• Data extracted from a collection:
○ ○ ○ ○

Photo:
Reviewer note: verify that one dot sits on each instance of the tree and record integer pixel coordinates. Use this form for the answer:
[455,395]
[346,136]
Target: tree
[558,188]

○ ○ ○ ○

• Your instructions: All of the records above should be copied exactly.

• Result of the task:
Photo:
Reviewer note: verify that one dot sits on each instance of the tree and record integer pixel coordinates. Use this form for the answer:
[455,395]
[346,136]
Target: tree
[558,188]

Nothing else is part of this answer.